_How to complete this task_: Your reply should reproduce all the data below exactly while excluding the pictures.
***** Provided data
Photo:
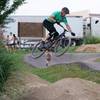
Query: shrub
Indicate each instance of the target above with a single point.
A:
(5, 65)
**********
_Response area_:
Photo:
Query: shrub
Indicate each instance of the target above with a single point.
A:
(5, 65)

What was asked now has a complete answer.